_Selection:_
A Day in the Life
The alarm screams at 5:00 a.m. I drag myself out of bed, hit the kettle switch, and sigh heavily as I move from fridge to countertop, grabbing the biggest mug. I need to be caffeinated just to start getting ready. The sighs of a thousand weary workers escape my lips in the dark kitchen, only the blue light from the boiling kettle illuminating the remnants of my slow Sunday. I force myself alert, having to go from zero to one hundred in thirty short minutes. There’s a commute and a desk waiting, and a clock that will judge every minute I am late.
By
6:50, I’m sitting under harsh fluorescent lights, the aircon blasting
cold, my body wound tight. I’m wearing a uniform that holds me hostage in
someone else’s world, my eyes adjusting to the glow of the screen that will
consume the next eight, maybe nine, perhaps ten hours of my life. I am in automatic
mode, dulled by the lack of sunlight and fresh air. Only white light and a
polite silence linger in this quiet space. The air smells faintly of instant
coffee and a mustiness from years of neglect.
This
is the modern workplace. It’s a system that fundamentally believes owning my
time means there are no boundaries.

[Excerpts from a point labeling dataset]
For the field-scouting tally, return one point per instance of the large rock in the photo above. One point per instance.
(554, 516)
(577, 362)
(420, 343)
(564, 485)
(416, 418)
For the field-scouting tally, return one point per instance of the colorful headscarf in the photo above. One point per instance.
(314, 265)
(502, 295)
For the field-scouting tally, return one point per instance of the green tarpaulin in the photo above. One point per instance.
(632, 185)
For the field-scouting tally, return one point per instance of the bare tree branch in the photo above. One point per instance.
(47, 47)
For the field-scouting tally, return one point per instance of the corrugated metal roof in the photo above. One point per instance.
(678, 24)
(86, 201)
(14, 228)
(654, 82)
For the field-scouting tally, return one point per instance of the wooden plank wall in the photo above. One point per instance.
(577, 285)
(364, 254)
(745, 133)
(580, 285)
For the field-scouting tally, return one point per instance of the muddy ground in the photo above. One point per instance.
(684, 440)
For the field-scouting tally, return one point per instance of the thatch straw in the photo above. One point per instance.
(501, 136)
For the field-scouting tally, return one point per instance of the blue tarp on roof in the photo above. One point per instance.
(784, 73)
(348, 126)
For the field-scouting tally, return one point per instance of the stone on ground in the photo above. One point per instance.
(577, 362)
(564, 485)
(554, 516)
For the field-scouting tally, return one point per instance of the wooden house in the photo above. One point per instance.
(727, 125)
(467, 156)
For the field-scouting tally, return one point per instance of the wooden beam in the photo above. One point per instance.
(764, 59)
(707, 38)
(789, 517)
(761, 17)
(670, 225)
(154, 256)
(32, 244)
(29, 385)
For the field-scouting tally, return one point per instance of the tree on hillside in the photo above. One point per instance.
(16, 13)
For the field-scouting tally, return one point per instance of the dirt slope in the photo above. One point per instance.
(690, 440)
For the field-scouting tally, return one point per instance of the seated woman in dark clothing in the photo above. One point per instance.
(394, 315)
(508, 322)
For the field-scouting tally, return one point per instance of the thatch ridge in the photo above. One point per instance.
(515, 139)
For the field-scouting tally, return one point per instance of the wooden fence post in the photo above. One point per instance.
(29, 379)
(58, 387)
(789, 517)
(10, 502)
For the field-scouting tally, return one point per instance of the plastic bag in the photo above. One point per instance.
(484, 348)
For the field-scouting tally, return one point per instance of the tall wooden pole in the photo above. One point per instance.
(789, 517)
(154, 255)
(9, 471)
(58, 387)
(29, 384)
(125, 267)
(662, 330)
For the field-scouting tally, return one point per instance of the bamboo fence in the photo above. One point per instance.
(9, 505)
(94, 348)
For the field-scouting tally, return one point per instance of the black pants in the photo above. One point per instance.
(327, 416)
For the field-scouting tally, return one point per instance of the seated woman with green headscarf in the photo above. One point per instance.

_Challenge:_ Copy the passage starting with "A Day in the" and going on through "minute I am late.", and replace "mug" with "cup". Rely only on the passage for what comes next.

_Solution to this task:_
A Day in the Life
The alarm screams at 5:00 a.m. I drag myself out of bed, hit the kettle switch, and sigh heavily as I move from fridge to countertop, grabbing the biggest cup. I need to be caffeinated just to start getting ready. The sighs of a thousand weary workers escape my lips in the dark kitchen, only the blue light from the boiling kettle illuminating the remnants of my slow Sunday. I force myself alert, having to go from zero to one hundred in thirty short minutes. There’s a commute and a desk waiting, and a clock that will judge every minute I am late.